Rewrite the stretch of the M&A outlook text from "However, in a" through "are embracing globalisation.", putting "three main factors" in place of "three primary factors".
------ Selected extract
Dr Nauheim believes successful dealmakers will use any environment to identify opportunities and make profitable deals, with a number of factors lying in wait to benefit M&A activity toward the end of 2016 and into 2017. “Cash will be available in abundance, interest rates will likely remain low, prices seem to go down and there will be more certainty as the US presidential elections will have been completed and many banks and companies will have had six months to get accustomed to the idea of a Brexit,” he says.

A subdued outlook

In a time of uncertainty and insecurity, with issues such as the outcome of the US presidential election and the fallout from Brexit among the top risks facing the world, the expectation is that M&A activity during the remainder of 2016 will be subdued.

However, in a recent interview with news channel CNBC, Steve Krouskos, global vice chair of transaction advisory services at EY, struck a more positive note by highlighting three primary factors which he believes will continue to drive a very strong M&A market: (i) the search for growth continuing to be high on the agenda of every CEO; (ii) the impact that digital disruption is having on deal activity; and (iii) the extent to which companies are embracing globalisation.

Looking beyond this year, M&A practitioners are viewing the dealmaking landscape in a more positive light, with many confident that activity will be reinvigorated and a return to the days of record-breaking M&A.
------------
------ Extracted information
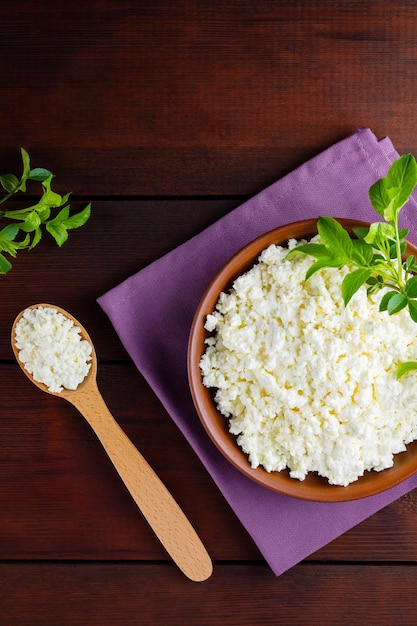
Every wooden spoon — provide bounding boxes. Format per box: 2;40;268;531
12;304;213;582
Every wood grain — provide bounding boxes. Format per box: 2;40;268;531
0;563;417;626
0;0;417;626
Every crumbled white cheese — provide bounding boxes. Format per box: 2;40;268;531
200;236;417;486
15;306;92;393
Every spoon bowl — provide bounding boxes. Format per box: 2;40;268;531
11;304;213;582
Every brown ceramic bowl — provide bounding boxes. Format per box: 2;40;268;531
188;219;417;502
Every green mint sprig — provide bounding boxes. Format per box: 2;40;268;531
287;154;417;378
0;148;91;274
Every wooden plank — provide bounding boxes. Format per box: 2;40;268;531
0;563;417;626
0;199;234;360
0;0;417;195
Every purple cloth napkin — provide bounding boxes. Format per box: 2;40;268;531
98;129;417;575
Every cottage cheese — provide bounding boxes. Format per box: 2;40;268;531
15;307;92;393
200;236;417;486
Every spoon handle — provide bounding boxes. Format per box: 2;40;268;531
67;387;213;582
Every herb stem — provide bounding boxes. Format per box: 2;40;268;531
394;219;405;293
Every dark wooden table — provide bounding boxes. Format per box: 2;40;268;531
0;0;417;626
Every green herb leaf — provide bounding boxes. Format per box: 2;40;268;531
405;276;417;298
379;291;398;311
342;268;371;306
0;174;20;193
396;361;417;379
408;300;417;322
317;217;352;263
306;257;344;280
387;292;408;315
369;154;417;222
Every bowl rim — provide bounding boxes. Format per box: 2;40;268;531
187;218;417;502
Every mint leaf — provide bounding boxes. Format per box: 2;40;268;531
317;217;352;263
27;167;53;182
396;361;417;379
342;268;372;306
405;276;417;298
408;300;417;322
369;154;417;222
379;291;398;311
0;148;91;274
387;292;408;315
0;254;12;274
0;174;20;193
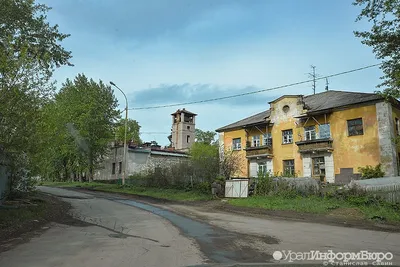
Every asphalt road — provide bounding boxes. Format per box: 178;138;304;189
------------
— Response below —
However, in a recent interview with news channel CNBC, Steve Krouskos, global vice chair of transaction advisory services at EY, struck a more positive note by highlighting three main factors which he believes will continue to drive a very strong M&A market: (i) the search for growth continuing to be high on the agenda of every CEO; (ii) the impact that digital disruption is having on deal activity; and (iii) the extent to which companies are embracing globalisation.